What is required:
Retype the material below. Keep every word exactly as it is.

--- Task material ---

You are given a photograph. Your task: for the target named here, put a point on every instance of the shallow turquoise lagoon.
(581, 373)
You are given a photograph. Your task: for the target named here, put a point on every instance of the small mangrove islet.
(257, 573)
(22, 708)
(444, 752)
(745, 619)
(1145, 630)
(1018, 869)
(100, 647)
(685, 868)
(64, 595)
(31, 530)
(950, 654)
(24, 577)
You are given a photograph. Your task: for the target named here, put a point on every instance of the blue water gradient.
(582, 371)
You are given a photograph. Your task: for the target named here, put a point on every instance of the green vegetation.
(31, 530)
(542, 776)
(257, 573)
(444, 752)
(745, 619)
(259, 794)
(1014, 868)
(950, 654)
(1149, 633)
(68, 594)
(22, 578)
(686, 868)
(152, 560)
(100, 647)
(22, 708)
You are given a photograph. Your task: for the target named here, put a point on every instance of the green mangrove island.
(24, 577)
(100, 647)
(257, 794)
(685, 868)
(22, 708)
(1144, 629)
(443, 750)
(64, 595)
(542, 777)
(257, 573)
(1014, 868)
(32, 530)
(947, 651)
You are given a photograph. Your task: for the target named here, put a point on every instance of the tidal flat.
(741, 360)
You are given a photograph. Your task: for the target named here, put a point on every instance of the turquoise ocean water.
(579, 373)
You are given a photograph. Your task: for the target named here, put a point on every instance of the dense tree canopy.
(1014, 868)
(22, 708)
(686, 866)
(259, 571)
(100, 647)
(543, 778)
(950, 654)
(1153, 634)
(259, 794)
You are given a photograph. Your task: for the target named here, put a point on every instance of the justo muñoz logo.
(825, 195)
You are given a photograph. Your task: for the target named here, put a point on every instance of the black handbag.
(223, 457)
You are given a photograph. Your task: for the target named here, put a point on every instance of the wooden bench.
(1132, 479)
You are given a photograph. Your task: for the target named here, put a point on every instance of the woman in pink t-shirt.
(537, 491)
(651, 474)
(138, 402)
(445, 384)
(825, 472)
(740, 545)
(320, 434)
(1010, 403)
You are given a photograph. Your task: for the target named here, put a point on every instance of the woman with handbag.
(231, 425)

---

Solution to this exercise:
You are given a photograph. Your task: for the target named here, put a point on every instance of the shallow turquoise lagoon.
(581, 373)
You are given a photograph. Your task: for the target named here, put a point on every instance of the small mangrove islet.
(257, 573)
(22, 708)
(444, 752)
(745, 619)
(1145, 630)
(1018, 869)
(100, 647)
(685, 868)
(64, 595)
(31, 530)
(950, 654)
(24, 577)
You are given a photograph. Your task: for the target named here, put a point on every instance of the blue water gradient.
(582, 371)
You are given a photograph. Your task: for the target named here, put a point on every instance of the green vegetation.
(31, 530)
(542, 776)
(257, 573)
(444, 752)
(745, 619)
(259, 794)
(1014, 868)
(950, 654)
(1149, 633)
(68, 594)
(22, 578)
(686, 868)
(152, 560)
(100, 647)
(22, 708)
You are given a photograph. Your task: for the target named here, put a point on every instance of the green mangrove island.
(24, 577)
(100, 647)
(257, 794)
(685, 868)
(22, 708)
(1144, 629)
(443, 750)
(64, 595)
(542, 777)
(257, 573)
(1014, 868)
(32, 530)
(947, 651)
You are given a photograph. Your task: for the target named here, put a point on every instance of the tidal flat.
(741, 360)
You are given a photograph. Your task: for the target named here, put a point on every instance of the turquoise ocean water.
(579, 373)
You are given a photograph. Your task: for the target named here, put a point on every instance of the dense tree canopy.
(1014, 868)
(22, 708)
(686, 866)
(259, 571)
(100, 647)
(543, 778)
(950, 654)
(1153, 634)
(259, 794)
You are given a photograph. Your task: for the target named here, put a point on every instance of the justo muñoz logo.
(825, 195)
You are given a photograph. Your task: for the target named here, put a point on every instance of the black handbag.
(223, 457)
You are given a photograph. Your task: for the target named here, put a point on every instance of the wooden bench.
(1132, 479)
You are given a photograph. Your task: for the target named here, put a point on every instance of the woman in pink t-shirt.
(537, 491)
(651, 474)
(138, 402)
(445, 384)
(825, 472)
(740, 545)
(320, 434)
(1010, 403)
You are given a photograph. Your task: for the target named here, put a point on every instance of the woman with handbag.
(231, 425)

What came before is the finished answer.